= Beginning of Section =

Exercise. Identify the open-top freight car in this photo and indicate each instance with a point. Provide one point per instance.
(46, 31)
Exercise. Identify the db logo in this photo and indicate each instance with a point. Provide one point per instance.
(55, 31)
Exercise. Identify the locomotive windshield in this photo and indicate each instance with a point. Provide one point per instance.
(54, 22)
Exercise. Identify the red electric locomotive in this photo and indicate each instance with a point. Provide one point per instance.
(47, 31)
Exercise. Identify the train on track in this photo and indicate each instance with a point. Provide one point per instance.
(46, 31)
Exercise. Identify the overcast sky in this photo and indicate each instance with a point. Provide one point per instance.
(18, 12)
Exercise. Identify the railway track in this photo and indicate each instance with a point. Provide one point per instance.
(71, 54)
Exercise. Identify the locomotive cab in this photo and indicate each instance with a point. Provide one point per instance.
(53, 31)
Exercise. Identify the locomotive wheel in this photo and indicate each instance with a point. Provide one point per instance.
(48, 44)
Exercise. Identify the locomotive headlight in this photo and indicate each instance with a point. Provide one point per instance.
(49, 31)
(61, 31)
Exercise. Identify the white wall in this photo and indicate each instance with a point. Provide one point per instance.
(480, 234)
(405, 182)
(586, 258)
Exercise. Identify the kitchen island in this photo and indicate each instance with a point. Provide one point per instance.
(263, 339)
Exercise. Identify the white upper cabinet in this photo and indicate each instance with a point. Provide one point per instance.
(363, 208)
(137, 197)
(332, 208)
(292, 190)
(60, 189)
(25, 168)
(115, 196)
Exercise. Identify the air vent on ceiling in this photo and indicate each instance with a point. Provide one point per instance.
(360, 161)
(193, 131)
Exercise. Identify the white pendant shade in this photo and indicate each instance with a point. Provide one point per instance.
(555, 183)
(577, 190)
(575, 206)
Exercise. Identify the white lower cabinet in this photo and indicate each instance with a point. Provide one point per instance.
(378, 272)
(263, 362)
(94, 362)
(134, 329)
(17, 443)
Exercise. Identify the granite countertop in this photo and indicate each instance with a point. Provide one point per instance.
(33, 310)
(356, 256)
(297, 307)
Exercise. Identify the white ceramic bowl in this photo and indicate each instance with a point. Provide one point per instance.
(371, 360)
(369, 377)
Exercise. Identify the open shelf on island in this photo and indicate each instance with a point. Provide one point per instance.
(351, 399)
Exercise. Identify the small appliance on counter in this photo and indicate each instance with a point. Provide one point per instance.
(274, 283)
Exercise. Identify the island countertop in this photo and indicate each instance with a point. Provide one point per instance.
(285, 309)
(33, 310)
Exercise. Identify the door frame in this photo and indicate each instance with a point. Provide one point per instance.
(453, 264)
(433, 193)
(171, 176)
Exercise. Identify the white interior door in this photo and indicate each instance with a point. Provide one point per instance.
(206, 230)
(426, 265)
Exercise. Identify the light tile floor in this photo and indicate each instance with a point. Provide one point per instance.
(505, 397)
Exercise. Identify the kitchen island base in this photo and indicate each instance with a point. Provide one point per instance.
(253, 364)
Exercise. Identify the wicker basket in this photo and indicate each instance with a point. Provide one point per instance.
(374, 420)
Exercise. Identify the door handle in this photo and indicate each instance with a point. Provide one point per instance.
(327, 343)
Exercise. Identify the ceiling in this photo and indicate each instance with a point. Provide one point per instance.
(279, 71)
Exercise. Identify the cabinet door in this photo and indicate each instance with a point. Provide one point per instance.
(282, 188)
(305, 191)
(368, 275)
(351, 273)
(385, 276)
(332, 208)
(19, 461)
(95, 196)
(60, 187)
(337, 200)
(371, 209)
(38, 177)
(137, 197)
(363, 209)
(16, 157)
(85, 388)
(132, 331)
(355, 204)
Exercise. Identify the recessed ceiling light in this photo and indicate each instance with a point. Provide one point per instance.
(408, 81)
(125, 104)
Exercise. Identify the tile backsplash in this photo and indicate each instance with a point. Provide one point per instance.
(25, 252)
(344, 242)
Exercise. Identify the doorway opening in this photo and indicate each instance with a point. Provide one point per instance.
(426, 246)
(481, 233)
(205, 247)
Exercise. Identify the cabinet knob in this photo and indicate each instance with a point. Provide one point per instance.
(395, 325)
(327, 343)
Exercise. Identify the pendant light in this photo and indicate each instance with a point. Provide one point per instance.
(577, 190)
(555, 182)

= End of Section =

§ **TASK GOAL**
The records above need to be written out once more, exactly.

§ **EXPECTED OUTPUT**
Exercise. Identify the open-top freight car in this photo and indicate each instance with a point. Provide one point per instance.
(46, 31)
Exercise. Identify the db logo in this photo and indicate each instance with a point. Provide one point per instance.
(55, 31)
Exercise. Identify the locomotive windshield in this photo and indicate each instance with a point. Provide one point per instance.
(54, 22)
Exercise. Identify the red electric locomotive in this photo and indicate each instance with a point. Provide one point per instance.
(47, 31)
Exercise. Identify the train on track in this photo and indicate each instance with a point. Provide one point per instance.
(46, 31)
Exercise. Identify the overcast sky in this photo and indicate each instance with a point. Provide one point per instance.
(18, 12)
Exercise. Identify the railway track in this photo and indicate each instance with a point. Provide one point per instance.
(71, 54)
Exercise. Identify the locomotive cab in this photo and indicate each instance with a point. Provide one point per instance.
(53, 31)
Exercise. Identify the locomotive wheel in this photo and indicate each instance with a point. Provide one point per instance.
(48, 44)
Exercise. Identify the locomotive headlight in this photo and indicate each instance with a point. Provide one point per instance.
(49, 31)
(61, 31)
Exercise. Identify the white wall in this photo and indicate each instance with a point. Provide one point per instance.
(480, 234)
(405, 182)
(586, 258)
Exercise. Identify the kitchen island in this photo and indicate each instance with a point. Provide one point per instance.
(263, 339)
Exercise. Identify the white upper cabinet in this photo and indicate each instance with a point. Provide one point per instance.
(363, 208)
(137, 197)
(332, 208)
(292, 190)
(60, 189)
(25, 168)
(115, 196)
Exercise. Identify the air vent on ceiling in this photo and indicate each instance with a point. Provide one point per instance.
(360, 161)
(193, 131)
Exercise. Identify the white pendant shade in this photo and indicate each instance with a point. Provide one point per instance.
(555, 183)
(577, 190)
(575, 206)
Exercise. Identify the white lower cabinet in this photo and indicate each instance with a point. Provide one point per instance.
(378, 272)
(263, 362)
(94, 362)
(134, 329)
(17, 443)
Exercise. Identify the granite countertop in this photo and indicate each instance with a point. Provide one point per instance.
(33, 310)
(356, 256)
(297, 307)
Exercise. Identify the white ceramic bowl in this photo and indicate each instance with a point. Provide one point per instance.
(371, 360)
(369, 377)
Exercise. Identify the open shelf on island in this photo and indicate each instance with a point. Provide one point per instance.
(351, 399)
Exercise. Identify the small appliance on counter in this photo and indicate each instance with a point. Provide one point per instance.
(274, 283)
Exercise. Identify the island countertop in this photo and indicate each instance with a point. Provide one point per instance.
(285, 309)
(33, 310)
Exercise. Identify the door frame in this photo and indicate each instance with a point. Provide one point per instance.
(453, 264)
(433, 193)
(171, 176)
Exercise. Identify the white interior door in this photo and indicate each instance with a point. Provide one point per instance.
(206, 230)
(426, 265)
Exercise. Identify the light tile floor in this photo and indicate each instance with a point. Provide one point per instance.
(505, 397)
Exercise. Identify the kitchen island base in this photo and indicate each instance with a point. Provide one point per instance.
(253, 364)
Exercise. Identify the wicker basket in this photo and indicate each instance with a point. Provide one point per instance.
(374, 420)
Exercise. Identify the door handle in this photo and indicate each instance with a point. Provide one point per instance.
(327, 343)
Exercise. Identify the ceiling in this photo and indicate each instance with a point. Provide one point per instance.
(279, 71)
Exercise. Identify the cabinet door in this photo and indicate each instance with a point. Provide one point per instance.
(282, 188)
(305, 191)
(368, 275)
(351, 273)
(385, 276)
(332, 208)
(19, 461)
(95, 196)
(60, 187)
(337, 200)
(371, 209)
(38, 177)
(137, 197)
(363, 209)
(16, 157)
(85, 388)
(132, 331)
(355, 204)
Exercise. Identify the recessed ceiling light in this photo and indicate each instance with a point. Provide one point per instance.
(408, 81)
(125, 104)
Exercise. Identify the tile backsplash in this photo and indicate each instance with a point. Provide one point per instance.
(25, 252)
(344, 242)
Exercise. Identify the doorway opening in this photo and indicate each instance with a point. Provide one point per instance.
(426, 246)
(481, 233)
(205, 247)
Exercise. Identify the cabinet knob in this photo and indicate each instance with a point. Provide one point per instance.
(395, 325)
(327, 343)
Exercise. Identify the pendant light in this photo and indicate each instance with a point. Provide one point per instance.
(577, 190)
(555, 182)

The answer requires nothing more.